* Begin Recorded data *

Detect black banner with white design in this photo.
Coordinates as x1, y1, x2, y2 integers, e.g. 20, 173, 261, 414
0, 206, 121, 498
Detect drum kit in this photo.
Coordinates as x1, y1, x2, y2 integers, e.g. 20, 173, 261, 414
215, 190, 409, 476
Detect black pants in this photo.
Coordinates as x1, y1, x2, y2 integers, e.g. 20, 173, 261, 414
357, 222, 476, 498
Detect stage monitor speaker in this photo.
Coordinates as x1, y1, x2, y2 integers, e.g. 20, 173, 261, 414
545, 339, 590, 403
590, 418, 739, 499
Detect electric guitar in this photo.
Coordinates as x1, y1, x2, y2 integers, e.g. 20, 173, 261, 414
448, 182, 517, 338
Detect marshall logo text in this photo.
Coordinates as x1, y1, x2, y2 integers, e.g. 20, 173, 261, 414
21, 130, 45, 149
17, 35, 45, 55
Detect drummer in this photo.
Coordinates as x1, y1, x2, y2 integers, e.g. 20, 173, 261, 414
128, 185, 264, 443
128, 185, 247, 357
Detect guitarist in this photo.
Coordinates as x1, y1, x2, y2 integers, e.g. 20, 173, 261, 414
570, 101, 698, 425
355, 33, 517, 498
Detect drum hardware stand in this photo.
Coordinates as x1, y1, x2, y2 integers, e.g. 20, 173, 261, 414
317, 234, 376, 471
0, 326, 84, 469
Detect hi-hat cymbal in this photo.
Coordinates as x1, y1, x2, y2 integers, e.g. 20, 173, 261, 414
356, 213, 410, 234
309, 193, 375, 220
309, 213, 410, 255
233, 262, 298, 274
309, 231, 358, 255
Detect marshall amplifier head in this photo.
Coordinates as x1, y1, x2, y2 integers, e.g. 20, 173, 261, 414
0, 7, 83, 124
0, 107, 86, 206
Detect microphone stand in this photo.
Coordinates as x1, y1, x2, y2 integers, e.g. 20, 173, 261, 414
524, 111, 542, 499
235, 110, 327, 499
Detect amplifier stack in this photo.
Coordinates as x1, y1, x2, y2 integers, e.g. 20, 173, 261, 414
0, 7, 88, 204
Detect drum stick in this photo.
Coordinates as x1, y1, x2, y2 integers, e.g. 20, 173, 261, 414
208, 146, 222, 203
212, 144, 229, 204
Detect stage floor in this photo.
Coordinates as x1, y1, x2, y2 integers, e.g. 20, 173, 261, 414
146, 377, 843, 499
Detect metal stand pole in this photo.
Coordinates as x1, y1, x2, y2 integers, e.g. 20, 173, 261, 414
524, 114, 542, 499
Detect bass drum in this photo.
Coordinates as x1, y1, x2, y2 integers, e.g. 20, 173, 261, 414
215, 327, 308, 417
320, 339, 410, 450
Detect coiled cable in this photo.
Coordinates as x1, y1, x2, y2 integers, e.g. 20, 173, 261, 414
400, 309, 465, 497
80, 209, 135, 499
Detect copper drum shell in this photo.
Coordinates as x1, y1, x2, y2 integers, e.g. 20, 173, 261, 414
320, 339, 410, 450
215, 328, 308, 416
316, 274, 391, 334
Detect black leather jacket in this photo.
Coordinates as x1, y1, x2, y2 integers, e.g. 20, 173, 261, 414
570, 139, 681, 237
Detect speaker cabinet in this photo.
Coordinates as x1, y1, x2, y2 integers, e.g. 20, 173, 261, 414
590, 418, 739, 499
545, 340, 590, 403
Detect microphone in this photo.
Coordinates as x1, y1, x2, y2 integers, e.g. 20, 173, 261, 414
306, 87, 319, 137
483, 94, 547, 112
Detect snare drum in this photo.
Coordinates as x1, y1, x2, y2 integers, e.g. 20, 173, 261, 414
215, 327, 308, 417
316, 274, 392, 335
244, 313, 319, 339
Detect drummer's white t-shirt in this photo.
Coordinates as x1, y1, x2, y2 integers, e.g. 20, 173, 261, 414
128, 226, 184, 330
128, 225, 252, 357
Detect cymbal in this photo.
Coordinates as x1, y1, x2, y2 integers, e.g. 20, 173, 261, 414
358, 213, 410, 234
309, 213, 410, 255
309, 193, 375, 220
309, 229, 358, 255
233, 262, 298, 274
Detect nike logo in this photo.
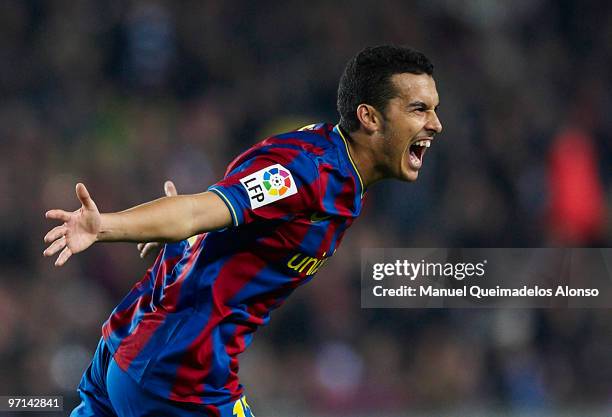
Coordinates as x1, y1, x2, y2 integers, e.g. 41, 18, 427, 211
310, 212, 333, 223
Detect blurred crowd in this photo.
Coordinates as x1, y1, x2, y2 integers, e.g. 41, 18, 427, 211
0, 0, 612, 415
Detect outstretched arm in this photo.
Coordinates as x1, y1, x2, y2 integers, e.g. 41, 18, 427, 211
136, 181, 182, 258
43, 183, 232, 266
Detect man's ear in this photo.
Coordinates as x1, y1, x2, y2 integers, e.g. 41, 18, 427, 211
357, 104, 383, 134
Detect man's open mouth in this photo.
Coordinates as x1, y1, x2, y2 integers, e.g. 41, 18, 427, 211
408, 139, 431, 169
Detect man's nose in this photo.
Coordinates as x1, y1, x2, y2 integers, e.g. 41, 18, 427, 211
425, 112, 442, 133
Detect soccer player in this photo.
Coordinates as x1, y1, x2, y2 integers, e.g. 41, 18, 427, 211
44, 46, 442, 417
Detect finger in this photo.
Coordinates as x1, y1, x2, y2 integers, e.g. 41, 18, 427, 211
43, 236, 66, 256
43, 224, 68, 243
76, 182, 96, 210
55, 247, 72, 266
45, 210, 70, 222
140, 242, 159, 258
164, 181, 178, 197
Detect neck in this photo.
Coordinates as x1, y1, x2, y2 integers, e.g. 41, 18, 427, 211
338, 126, 385, 188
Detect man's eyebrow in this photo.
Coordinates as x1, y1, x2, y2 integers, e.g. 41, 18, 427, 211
408, 101, 427, 107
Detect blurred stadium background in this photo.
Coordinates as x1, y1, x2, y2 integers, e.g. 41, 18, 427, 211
0, 0, 612, 417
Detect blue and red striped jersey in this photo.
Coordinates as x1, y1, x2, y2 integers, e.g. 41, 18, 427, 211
102, 124, 364, 415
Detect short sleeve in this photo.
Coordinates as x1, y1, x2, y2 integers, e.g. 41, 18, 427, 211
208, 145, 320, 226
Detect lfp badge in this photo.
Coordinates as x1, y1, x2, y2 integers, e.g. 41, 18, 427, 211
240, 164, 297, 209
264, 168, 291, 196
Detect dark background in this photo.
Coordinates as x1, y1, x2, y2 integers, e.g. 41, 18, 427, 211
0, 0, 612, 416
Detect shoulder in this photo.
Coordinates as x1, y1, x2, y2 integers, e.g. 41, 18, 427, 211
226, 123, 337, 175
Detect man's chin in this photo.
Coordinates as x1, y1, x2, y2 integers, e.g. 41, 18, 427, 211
399, 169, 419, 182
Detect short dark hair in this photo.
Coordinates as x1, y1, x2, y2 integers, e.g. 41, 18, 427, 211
337, 45, 433, 132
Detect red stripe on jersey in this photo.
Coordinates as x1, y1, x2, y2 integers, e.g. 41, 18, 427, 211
102, 252, 182, 338
170, 252, 267, 402
115, 247, 201, 371
262, 137, 325, 156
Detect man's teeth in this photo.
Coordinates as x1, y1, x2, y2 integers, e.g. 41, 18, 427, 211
415, 140, 431, 148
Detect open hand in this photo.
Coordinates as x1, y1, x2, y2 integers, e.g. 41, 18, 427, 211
43, 183, 100, 266
136, 181, 177, 258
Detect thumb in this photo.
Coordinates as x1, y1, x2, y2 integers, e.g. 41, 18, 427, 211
76, 183, 97, 210
164, 181, 178, 197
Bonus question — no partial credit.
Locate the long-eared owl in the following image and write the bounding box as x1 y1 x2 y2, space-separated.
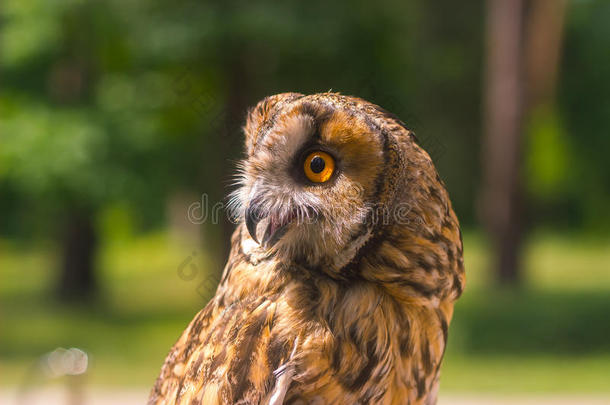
149 93 465 405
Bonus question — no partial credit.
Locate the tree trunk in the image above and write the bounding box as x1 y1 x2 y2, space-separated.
481 0 524 284
58 210 97 300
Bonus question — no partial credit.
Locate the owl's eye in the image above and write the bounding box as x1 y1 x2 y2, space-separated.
303 151 335 183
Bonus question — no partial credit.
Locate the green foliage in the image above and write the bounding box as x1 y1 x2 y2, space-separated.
0 232 610 394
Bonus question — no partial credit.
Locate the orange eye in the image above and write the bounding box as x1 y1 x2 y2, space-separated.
303 151 335 183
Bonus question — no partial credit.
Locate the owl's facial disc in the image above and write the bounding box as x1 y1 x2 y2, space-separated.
234 99 385 269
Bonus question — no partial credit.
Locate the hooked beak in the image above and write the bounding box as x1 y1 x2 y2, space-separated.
245 203 292 248
246 204 263 243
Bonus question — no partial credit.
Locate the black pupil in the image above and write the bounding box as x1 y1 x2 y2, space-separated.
309 156 326 173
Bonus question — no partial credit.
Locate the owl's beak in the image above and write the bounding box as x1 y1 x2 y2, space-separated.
246 204 263 243
245 203 292 248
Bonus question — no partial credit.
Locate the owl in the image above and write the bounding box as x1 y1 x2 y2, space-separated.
149 93 465 405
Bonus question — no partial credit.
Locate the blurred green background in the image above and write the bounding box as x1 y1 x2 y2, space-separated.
0 0 610 397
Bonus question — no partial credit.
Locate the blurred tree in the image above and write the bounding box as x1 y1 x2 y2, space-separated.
481 0 565 284
481 0 524 283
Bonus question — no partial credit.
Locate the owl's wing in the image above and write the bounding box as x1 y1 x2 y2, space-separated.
149 297 296 405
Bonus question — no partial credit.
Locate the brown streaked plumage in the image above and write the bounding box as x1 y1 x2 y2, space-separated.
149 93 465 405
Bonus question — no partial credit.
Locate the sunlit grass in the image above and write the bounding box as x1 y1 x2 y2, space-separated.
0 232 610 393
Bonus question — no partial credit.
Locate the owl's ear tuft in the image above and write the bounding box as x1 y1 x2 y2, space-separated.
244 93 303 155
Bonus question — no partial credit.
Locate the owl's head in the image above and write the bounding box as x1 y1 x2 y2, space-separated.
231 93 448 274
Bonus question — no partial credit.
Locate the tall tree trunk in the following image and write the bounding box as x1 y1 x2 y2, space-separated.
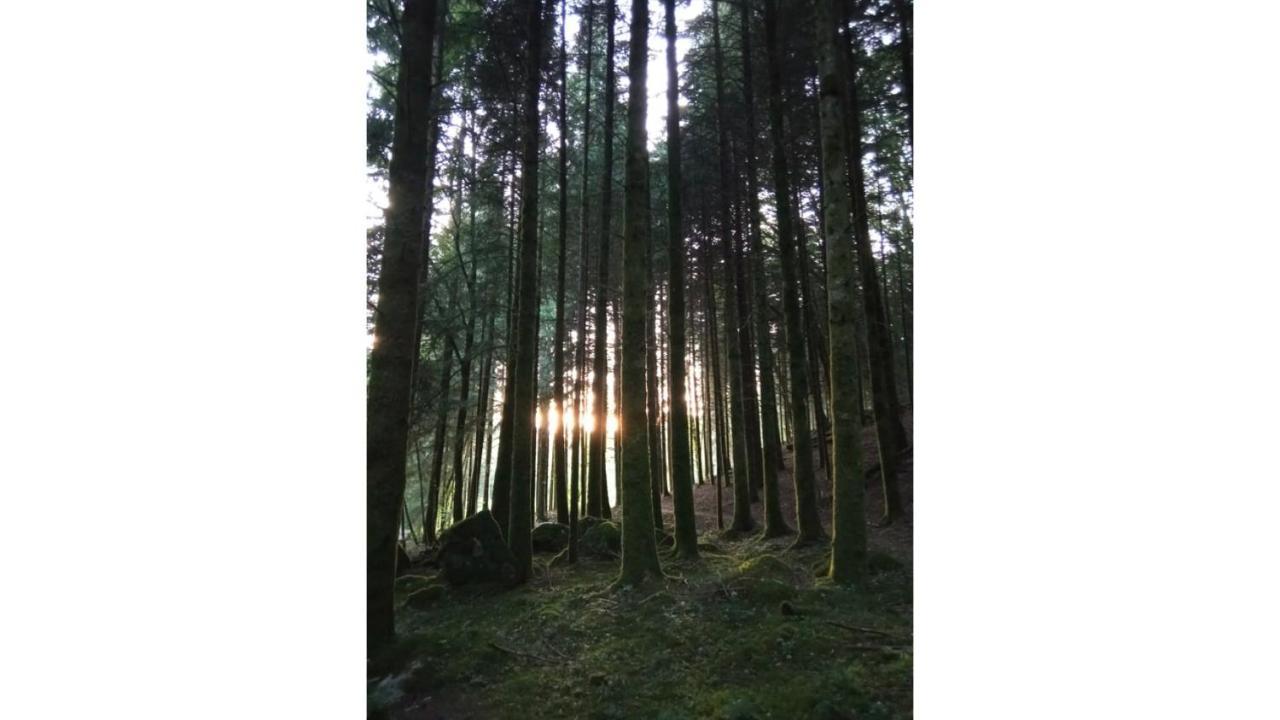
586 0 617 518
548 0 568 523
492 158 520 538
365 0 436 655
703 254 730 530
893 0 915 149
792 195 831 479
663 0 698 548
467 314 493 516
819 0 867 584
740 3 792 538
424 336 456 542
534 394 552 523
730 141 764 502
611 0 662 585
827 3 908 523
644 249 663 530
568 4 595 562
764 0 826 546
712 0 755 533
453 313 475 523
507 0 543 583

* End Recorded data *

Count the lines in the material above that contain the string "open", with case counting. Reply with the number only.

2